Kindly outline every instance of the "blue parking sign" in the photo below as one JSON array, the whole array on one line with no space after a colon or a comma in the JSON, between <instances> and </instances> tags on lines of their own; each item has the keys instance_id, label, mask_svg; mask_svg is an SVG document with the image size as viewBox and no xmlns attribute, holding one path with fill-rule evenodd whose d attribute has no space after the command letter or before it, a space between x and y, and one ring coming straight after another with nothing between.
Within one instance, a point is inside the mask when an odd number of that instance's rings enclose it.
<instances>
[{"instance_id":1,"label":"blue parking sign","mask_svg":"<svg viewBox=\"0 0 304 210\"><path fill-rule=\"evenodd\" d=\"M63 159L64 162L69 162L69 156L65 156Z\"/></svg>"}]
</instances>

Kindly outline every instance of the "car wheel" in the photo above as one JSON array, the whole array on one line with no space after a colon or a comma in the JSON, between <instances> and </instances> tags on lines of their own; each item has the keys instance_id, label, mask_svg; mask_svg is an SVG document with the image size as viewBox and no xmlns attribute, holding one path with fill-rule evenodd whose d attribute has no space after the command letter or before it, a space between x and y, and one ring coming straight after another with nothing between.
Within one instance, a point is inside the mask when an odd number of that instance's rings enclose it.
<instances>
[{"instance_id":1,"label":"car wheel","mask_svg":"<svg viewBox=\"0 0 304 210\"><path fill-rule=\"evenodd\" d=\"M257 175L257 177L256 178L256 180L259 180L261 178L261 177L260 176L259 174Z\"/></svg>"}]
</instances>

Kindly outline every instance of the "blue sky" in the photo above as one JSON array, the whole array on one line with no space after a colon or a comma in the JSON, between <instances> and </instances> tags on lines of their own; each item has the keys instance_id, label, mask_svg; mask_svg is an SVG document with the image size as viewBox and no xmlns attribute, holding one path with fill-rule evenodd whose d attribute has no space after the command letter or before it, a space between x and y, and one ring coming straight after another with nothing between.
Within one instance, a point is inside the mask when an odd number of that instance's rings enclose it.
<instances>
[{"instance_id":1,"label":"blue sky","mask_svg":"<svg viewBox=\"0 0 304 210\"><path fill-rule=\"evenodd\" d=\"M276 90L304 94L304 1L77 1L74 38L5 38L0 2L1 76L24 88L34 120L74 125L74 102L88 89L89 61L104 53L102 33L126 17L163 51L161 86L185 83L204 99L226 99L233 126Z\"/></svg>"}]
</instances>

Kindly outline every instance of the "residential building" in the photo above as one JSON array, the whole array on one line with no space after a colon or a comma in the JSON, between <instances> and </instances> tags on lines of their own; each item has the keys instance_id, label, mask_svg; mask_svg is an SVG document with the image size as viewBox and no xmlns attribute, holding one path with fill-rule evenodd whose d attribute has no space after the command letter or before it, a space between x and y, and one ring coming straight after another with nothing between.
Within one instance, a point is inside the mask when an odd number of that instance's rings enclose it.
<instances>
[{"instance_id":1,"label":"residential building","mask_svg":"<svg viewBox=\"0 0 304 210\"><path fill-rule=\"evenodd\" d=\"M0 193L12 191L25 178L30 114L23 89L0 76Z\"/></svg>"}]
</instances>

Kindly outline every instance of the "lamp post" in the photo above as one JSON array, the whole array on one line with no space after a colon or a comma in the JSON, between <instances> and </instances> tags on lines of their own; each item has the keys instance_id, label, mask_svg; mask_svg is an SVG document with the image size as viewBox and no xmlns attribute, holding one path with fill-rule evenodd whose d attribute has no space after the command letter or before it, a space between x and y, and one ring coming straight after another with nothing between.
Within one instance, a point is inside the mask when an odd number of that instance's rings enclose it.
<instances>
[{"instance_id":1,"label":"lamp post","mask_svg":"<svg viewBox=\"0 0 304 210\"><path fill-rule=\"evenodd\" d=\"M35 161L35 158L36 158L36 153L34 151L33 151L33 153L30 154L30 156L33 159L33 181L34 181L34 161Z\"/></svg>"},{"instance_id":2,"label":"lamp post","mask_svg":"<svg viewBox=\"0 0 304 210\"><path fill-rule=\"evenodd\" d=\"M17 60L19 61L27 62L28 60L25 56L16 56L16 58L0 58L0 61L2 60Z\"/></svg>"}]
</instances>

**Task goal:**
Count the lines in the entries above that contain the string "residential", treating uppercase and lowercase as different, and reply with the number alone.

**In response:**
2